Nicholas Gunn is a classically trained songwriter, lyricist, and music producer. He is known for his originating instrumental works and his current works featuring vocalists from the electronic music space across Trance, Melodic House, and Chill. He is also the owner of Blue Dot Studios, a record label and music publishing company, based in Los Angeles, California.

Early life and education
Nicholas Graham Gunn was born in Rochester, Kent in South East England. He studied flute under a formal classical education from age seven till age eleven when his family moved to Southern California.  After moving to Southern California Gunn continued his classical flute studies under private instruction.  During junior high school and high school Gunn played wind ensemble in the band during concert season and drums and percussion during the marching season.  After high school Gunn sidestepped music for a year, focusing his efforts towards modeling and acting which led to a small role on the national TV show Freddy's Nightmares as Monkey Puke Stone on season 2 episode 11 "Dreams That Kill".

WRITTEN TASKS
1/ Summarize the Nicholas Gunn biography in two sentences.
2/ Please retype everything in the Nicholas Gunn biography from "Nicholas Gunn is" down to "Los Angeles, California.".
The rows that come next are separate material and have no connection to the Nicholas Gunn biography.

ENTRIES PROVIDED
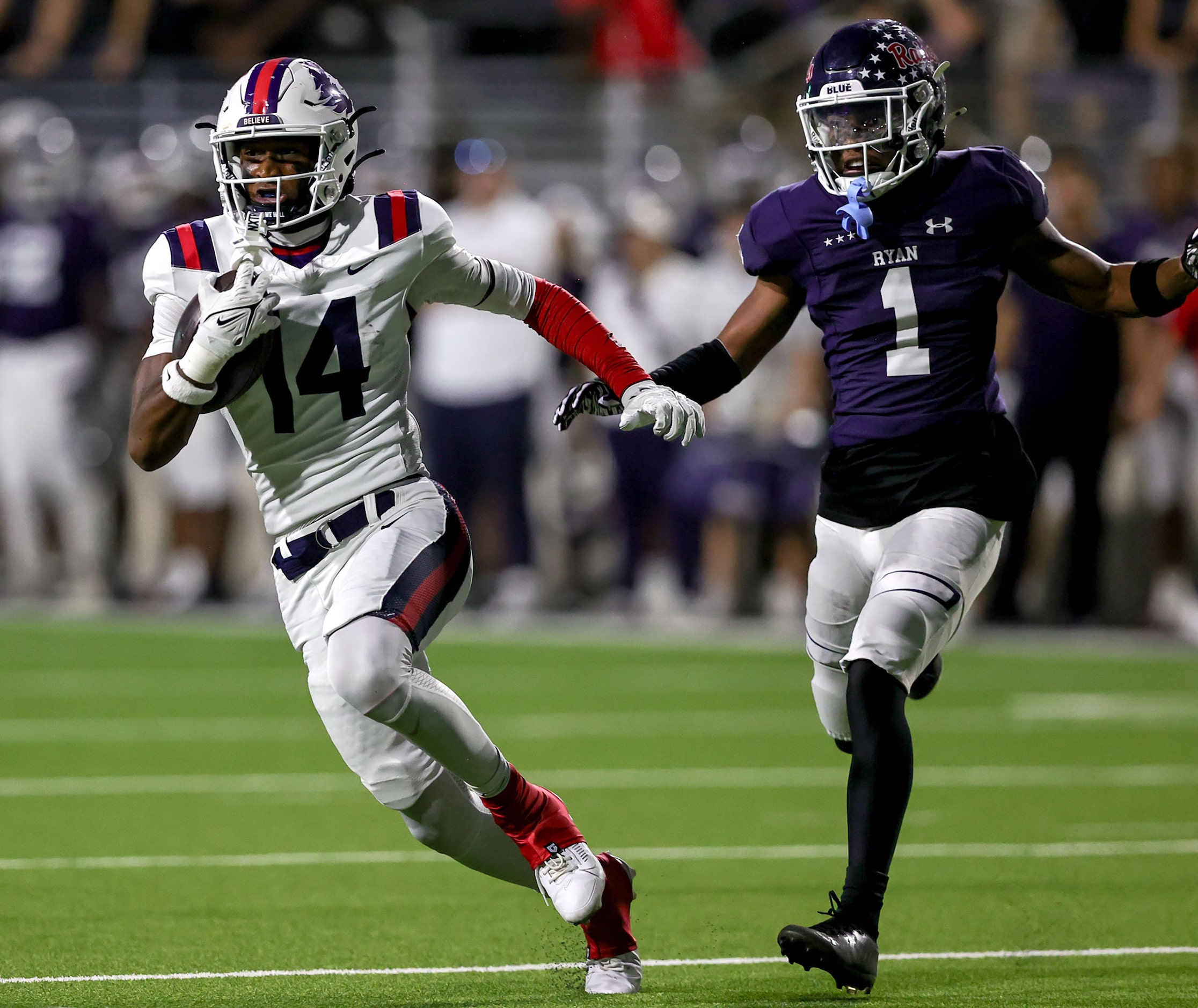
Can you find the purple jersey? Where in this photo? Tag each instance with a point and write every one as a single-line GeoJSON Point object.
{"type": "Point", "coordinates": [43, 269]}
{"type": "Point", "coordinates": [907, 315]}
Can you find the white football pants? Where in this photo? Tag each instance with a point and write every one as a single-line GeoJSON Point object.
{"type": "Point", "coordinates": [39, 464]}
{"type": "Point", "coordinates": [893, 596]}
{"type": "Point", "coordinates": [420, 742]}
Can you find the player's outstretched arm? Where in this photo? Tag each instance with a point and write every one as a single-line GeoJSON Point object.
{"type": "Point", "coordinates": [1062, 269]}
{"type": "Point", "coordinates": [458, 277]}
{"type": "Point", "coordinates": [708, 371]}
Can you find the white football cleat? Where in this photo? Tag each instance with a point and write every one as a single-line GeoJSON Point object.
{"type": "Point", "coordinates": [574, 880]}
{"type": "Point", "coordinates": [618, 975]}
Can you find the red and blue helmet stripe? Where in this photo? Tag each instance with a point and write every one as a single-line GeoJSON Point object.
{"type": "Point", "coordinates": [191, 247]}
{"type": "Point", "coordinates": [262, 86]}
{"type": "Point", "coordinates": [398, 215]}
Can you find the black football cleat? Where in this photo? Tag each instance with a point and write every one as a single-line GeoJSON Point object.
{"type": "Point", "coordinates": [843, 949]}
{"type": "Point", "coordinates": [925, 682]}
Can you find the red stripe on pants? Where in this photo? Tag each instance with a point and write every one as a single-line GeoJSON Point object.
{"type": "Point", "coordinates": [430, 588]}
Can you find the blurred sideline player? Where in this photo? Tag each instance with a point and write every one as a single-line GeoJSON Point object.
{"type": "Point", "coordinates": [1068, 363]}
{"type": "Point", "coordinates": [52, 301]}
{"type": "Point", "coordinates": [901, 253]}
{"type": "Point", "coordinates": [141, 197]}
{"type": "Point", "coordinates": [749, 487]}
{"type": "Point", "coordinates": [474, 374]}
{"type": "Point", "coordinates": [646, 291]}
{"type": "Point", "coordinates": [372, 558]}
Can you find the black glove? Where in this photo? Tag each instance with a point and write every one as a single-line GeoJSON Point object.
{"type": "Point", "coordinates": [592, 397]}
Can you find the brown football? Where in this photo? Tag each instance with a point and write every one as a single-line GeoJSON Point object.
{"type": "Point", "coordinates": [242, 371]}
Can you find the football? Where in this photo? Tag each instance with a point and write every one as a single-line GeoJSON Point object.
{"type": "Point", "coordinates": [242, 371]}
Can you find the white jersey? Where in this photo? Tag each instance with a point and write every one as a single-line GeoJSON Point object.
{"type": "Point", "coordinates": [317, 432]}
{"type": "Point", "coordinates": [464, 359]}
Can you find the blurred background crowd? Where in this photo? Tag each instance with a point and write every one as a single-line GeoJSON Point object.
{"type": "Point", "coordinates": [612, 147]}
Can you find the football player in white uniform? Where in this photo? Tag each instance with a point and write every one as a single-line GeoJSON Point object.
{"type": "Point", "coordinates": [372, 557]}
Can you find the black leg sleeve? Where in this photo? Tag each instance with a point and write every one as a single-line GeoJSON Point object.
{"type": "Point", "coordinates": [879, 787]}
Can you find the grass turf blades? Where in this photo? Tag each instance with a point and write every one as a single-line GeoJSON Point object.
{"type": "Point", "coordinates": [173, 702]}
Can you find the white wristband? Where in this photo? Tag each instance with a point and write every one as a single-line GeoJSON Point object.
{"type": "Point", "coordinates": [200, 362]}
{"type": "Point", "coordinates": [181, 390]}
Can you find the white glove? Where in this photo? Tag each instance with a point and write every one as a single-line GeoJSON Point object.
{"type": "Point", "coordinates": [229, 322]}
{"type": "Point", "coordinates": [671, 414]}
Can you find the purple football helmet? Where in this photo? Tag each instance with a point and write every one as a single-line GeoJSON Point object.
{"type": "Point", "coordinates": [874, 107]}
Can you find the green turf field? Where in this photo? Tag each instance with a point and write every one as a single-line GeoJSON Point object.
{"type": "Point", "coordinates": [1056, 807]}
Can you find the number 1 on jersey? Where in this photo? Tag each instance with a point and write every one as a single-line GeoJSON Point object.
{"type": "Point", "coordinates": [908, 357]}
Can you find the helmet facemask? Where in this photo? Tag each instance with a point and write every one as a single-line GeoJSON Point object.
{"type": "Point", "coordinates": [320, 187]}
{"type": "Point", "coordinates": [882, 136]}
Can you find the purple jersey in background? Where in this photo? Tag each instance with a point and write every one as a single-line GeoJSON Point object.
{"type": "Point", "coordinates": [45, 266]}
{"type": "Point", "coordinates": [908, 315]}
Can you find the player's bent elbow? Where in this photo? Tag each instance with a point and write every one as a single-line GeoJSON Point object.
{"type": "Point", "coordinates": [148, 454]}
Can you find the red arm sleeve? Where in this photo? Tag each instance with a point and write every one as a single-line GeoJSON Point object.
{"type": "Point", "coordinates": [571, 326]}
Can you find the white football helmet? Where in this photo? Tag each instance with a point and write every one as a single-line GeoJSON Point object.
{"type": "Point", "coordinates": [286, 97]}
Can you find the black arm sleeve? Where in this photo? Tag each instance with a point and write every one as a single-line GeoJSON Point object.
{"type": "Point", "coordinates": [1144, 291]}
{"type": "Point", "coordinates": [704, 373]}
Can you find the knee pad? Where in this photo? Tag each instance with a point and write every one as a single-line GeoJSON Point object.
{"type": "Point", "coordinates": [908, 613]}
{"type": "Point", "coordinates": [829, 686]}
{"type": "Point", "coordinates": [370, 668]}
{"type": "Point", "coordinates": [447, 818]}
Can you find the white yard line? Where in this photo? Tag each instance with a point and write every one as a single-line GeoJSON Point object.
{"type": "Point", "coordinates": [531, 968]}
{"type": "Point", "coordinates": [784, 852]}
{"type": "Point", "coordinates": [1170, 775]}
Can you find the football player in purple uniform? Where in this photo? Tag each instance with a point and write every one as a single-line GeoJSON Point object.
{"type": "Point", "coordinates": [900, 251]}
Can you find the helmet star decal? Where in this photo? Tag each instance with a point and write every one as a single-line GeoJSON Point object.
{"type": "Point", "coordinates": [873, 108]}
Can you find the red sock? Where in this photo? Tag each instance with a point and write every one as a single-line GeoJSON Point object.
{"type": "Point", "coordinates": [610, 932]}
{"type": "Point", "coordinates": [535, 818]}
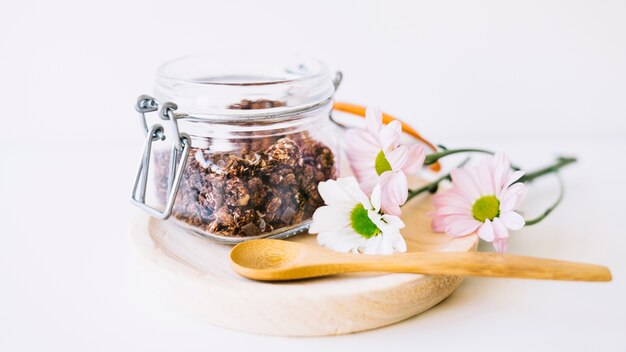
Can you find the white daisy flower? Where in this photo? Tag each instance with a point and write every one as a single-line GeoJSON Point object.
{"type": "Point", "coordinates": [352, 222]}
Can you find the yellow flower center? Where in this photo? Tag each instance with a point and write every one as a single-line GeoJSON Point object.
{"type": "Point", "coordinates": [361, 222]}
{"type": "Point", "coordinates": [486, 207]}
{"type": "Point", "coordinates": [382, 164]}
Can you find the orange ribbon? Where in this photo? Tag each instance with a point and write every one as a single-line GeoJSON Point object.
{"type": "Point", "coordinates": [360, 111]}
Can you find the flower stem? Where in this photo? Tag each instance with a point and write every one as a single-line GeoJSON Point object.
{"type": "Point", "coordinates": [432, 186]}
{"type": "Point", "coordinates": [561, 162]}
{"type": "Point", "coordinates": [434, 157]}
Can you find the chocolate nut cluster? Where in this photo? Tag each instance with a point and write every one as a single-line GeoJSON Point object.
{"type": "Point", "coordinates": [268, 184]}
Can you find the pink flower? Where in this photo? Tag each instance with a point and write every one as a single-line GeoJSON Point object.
{"type": "Point", "coordinates": [483, 199]}
{"type": "Point", "coordinates": [376, 157]}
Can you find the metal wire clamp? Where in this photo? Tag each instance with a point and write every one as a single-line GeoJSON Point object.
{"type": "Point", "coordinates": [181, 144]}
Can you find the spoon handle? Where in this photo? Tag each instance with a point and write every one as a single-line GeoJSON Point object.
{"type": "Point", "coordinates": [483, 264]}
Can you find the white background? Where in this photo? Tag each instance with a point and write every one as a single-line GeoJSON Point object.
{"type": "Point", "coordinates": [534, 78]}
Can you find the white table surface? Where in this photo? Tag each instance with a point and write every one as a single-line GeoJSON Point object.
{"type": "Point", "coordinates": [70, 279]}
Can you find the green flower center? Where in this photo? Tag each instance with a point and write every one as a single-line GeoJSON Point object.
{"type": "Point", "coordinates": [382, 164]}
{"type": "Point", "coordinates": [361, 222]}
{"type": "Point", "coordinates": [486, 207]}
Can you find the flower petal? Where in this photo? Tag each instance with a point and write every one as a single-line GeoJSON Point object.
{"type": "Point", "coordinates": [342, 240]}
{"type": "Point", "coordinates": [328, 218]}
{"type": "Point", "coordinates": [334, 194]}
{"type": "Point", "coordinates": [389, 136]}
{"type": "Point", "coordinates": [351, 187]}
{"type": "Point", "coordinates": [499, 229]}
{"type": "Point", "coordinates": [438, 223]}
{"type": "Point", "coordinates": [375, 197]}
{"type": "Point", "coordinates": [460, 225]}
{"type": "Point", "coordinates": [513, 220]}
{"type": "Point", "coordinates": [394, 192]}
{"type": "Point", "coordinates": [485, 231]}
{"type": "Point", "coordinates": [398, 158]}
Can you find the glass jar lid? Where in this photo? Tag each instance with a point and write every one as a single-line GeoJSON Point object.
{"type": "Point", "coordinates": [214, 86]}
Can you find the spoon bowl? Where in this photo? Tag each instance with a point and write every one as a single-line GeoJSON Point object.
{"type": "Point", "coordinates": [279, 260]}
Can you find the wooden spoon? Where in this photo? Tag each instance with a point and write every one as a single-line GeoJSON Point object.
{"type": "Point", "coordinates": [278, 260]}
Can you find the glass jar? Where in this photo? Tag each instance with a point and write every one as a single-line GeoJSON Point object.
{"type": "Point", "coordinates": [247, 139]}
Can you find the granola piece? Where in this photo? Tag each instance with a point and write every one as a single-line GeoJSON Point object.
{"type": "Point", "coordinates": [236, 193]}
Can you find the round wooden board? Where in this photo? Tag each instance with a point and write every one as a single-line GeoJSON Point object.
{"type": "Point", "coordinates": [195, 272]}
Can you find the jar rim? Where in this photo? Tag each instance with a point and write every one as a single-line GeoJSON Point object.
{"type": "Point", "coordinates": [204, 85]}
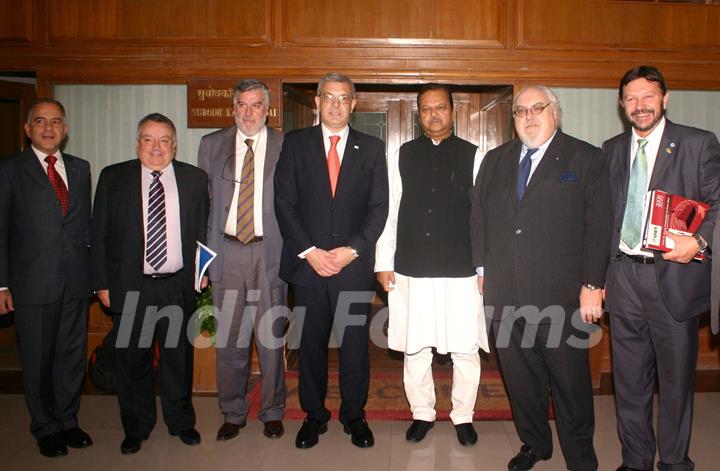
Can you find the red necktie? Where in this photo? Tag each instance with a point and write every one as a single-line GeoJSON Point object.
{"type": "Point", "coordinates": [333, 163]}
{"type": "Point", "coordinates": [57, 182]}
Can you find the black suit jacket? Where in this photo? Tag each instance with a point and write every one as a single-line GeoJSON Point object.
{"type": "Point", "coordinates": [309, 216]}
{"type": "Point", "coordinates": [118, 231]}
{"type": "Point", "coordinates": [540, 251]}
{"type": "Point", "coordinates": [687, 164]}
{"type": "Point", "coordinates": [42, 251]}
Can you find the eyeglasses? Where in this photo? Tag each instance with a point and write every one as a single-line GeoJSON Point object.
{"type": "Point", "coordinates": [53, 122]}
{"type": "Point", "coordinates": [536, 109]}
{"type": "Point", "coordinates": [330, 98]}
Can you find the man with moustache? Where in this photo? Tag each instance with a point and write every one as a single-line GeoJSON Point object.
{"type": "Point", "coordinates": [148, 215]}
{"type": "Point", "coordinates": [540, 237]}
{"type": "Point", "coordinates": [423, 259]}
{"type": "Point", "coordinates": [331, 199]}
{"type": "Point", "coordinates": [654, 299]}
{"type": "Point", "coordinates": [243, 230]}
{"type": "Point", "coordinates": [44, 274]}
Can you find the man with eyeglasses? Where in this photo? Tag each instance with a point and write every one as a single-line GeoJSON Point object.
{"type": "Point", "coordinates": [240, 161]}
{"type": "Point", "coordinates": [423, 261]}
{"type": "Point", "coordinates": [331, 198]}
{"type": "Point", "coordinates": [655, 299]}
{"type": "Point", "coordinates": [540, 221]}
{"type": "Point", "coordinates": [44, 274]}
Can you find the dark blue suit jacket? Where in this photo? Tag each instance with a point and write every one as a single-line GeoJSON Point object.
{"type": "Point", "coordinates": [309, 216]}
{"type": "Point", "coordinates": [42, 251]}
{"type": "Point", "coordinates": [687, 164]}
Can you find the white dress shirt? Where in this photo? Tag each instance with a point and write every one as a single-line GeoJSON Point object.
{"type": "Point", "coordinates": [172, 219]}
{"type": "Point", "coordinates": [327, 133]}
{"type": "Point", "coordinates": [259, 149]}
{"type": "Point", "coordinates": [651, 150]}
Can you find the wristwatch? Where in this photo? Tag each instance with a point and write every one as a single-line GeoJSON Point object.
{"type": "Point", "coordinates": [702, 245]}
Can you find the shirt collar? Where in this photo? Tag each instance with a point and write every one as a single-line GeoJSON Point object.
{"type": "Point", "coordinates": [343, 133]}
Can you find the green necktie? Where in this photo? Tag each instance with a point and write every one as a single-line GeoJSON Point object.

RESPONSE LIST
1/ Nicholas Gunn is a classically trained songwriter, lyricist, and music producer who owns Blue Dot Studios, a record label and music publishing company based in Los Angeles, California. Born in Rochester, Kent, he studied classical flute from age seven, kept up those studies after his family moved to Southern California, and after high school spent a year on modeling and acting that led to a small role on Freddy's Nightmares.

2/
Nicholas Gunn is a classically trained songwriter, lyricist, and music producer. He is known for his originating instrumental works and his current works featuring vocalists from the electronic music space across Trance, Melodic House, and Chill. He is also the owner of Blue Dot Studios, a record label and music publishing company, based in Los Angeles, California.